-- start Input data --

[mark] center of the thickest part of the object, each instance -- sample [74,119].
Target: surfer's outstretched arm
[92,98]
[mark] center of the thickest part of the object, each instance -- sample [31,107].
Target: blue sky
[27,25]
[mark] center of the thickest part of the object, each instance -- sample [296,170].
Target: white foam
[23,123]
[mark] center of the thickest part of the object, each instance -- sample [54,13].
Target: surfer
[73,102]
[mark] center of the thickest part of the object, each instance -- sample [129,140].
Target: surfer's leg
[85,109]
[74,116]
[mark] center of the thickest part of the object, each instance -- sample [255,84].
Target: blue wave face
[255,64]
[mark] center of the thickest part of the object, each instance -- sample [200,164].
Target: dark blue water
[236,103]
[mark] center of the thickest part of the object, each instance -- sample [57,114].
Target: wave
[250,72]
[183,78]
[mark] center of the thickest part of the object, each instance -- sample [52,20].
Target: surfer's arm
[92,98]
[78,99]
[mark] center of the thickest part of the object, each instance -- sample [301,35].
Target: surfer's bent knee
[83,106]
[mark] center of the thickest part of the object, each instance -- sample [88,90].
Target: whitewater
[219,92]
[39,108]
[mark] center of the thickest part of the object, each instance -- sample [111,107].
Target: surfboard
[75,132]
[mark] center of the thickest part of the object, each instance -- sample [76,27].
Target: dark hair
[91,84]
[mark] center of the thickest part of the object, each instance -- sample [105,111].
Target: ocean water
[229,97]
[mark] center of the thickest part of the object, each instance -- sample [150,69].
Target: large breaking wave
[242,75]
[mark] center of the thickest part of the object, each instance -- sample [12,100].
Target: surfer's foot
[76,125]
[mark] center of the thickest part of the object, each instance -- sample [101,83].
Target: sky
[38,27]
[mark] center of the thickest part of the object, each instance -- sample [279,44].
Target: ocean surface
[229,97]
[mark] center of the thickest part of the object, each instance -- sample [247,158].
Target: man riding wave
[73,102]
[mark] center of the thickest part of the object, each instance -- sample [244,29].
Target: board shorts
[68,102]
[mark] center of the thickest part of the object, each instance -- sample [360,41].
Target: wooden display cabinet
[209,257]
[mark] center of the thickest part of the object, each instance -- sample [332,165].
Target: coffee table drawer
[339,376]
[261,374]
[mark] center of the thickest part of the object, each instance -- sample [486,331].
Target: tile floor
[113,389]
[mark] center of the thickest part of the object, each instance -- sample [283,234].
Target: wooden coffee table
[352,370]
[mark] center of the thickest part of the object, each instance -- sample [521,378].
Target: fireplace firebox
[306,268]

-- end Input data --

→ **Task brief**
Reproduce the full listing exactly.

→ **Answer to this problem**
[mark] center of the thickest part of the object, each instance -- sample [74,119].
Target: surfer's outstretched arm
[92,98]
[mark] center of the thickest part of the object, each instance -- sample [31,107].
Target: blue sky
[27,25]
[mark] center of the thickest part of the object, each instance -- sample [296,170].
Target: white foam
[23,123]
[mark] center of the thickest part of the object, each instance -- sample [54,13].
Target: surfer
[73,102]
[mark] center of the thickest part of the object, each instance -- sample [129,140].
Target: surfer's leg
[85,109]
[74,116]
[mark] center of the thickest part of the object, each instance -- sample [255,84].
Target: blue wave face
[255,64]
[mark] center of the thickest part of the object, each instance -- sample [200,164].
Target: dark blue water
[236,103]
[mark] center of the thickest part of the object, each instance -- sample [57,114].
Target: wave
[250,72]
[183,78]
[mark] center of the thickest part of the object, each instance -- sample [52,20].
Target: surfer's arm
[92,98]
[78,99]
[mark] center of the thickest part of the object, each instance -- sample [301,35].
Target: surfer's bent knee
[83,106]
[mark] center of the thickest part of the object, each instance -- sample [88,90].
Target: whitewater
[219,92]
[39,108]
[mark] center of the thickest part of the object, each instance -- sample [111,107].
Target: surfboard
[75,132]
[mark] center of the thickest part of the object, each instance -- sample [76,27].
Target: dark hair
[91,84]
[mark] center of the thickest part of the object, each instance -- sample [105,111].
Target: ocean water
[229,97]
[mark] center of the thickest part of the object, each instance -- sample [150,69].
Target: large breaking wave
[242,75]
[mark] center of the thickest part of the object, each instance -- sample [12,100].
Target: surfer's foot
[76,125]
[mark] center of the thickest part of the object, each instance -- sample [101,83].
Target: sky
[38,27]
[mark] center of the thickest part of the object, each instance -- sample [279,44].
Target: ocean surface
[229,97]
[mark] center of the thickest part of the object, each instance -- sample [247,158].
Target: man riding wave
[73,102]
[mark] center of the thickest part of the object, each instance -- sample [244,29].
Target: board shorts
[68,102]
[mark] center of the thickest part of the object, each instance -- sample [360,41].
Target: wooden display cabinet
[209,257]
[mark] center of the thickest part of the object, each instance -- sample [332,165].
Target: coffee table drawer
[339,376]
[261,374]
[mark] center of the thickest part of the object, each instance -- sample [486,331].
Target: tile floor
[113,389]
[mark] center of the thickest part of the object, each instance -- sample [283,234].
Target: wooden coffee table
[352,370]
[mark] center of the thickest part of the object, each instance -- sample [521,378].
Target: fireplace firebox
[306,268]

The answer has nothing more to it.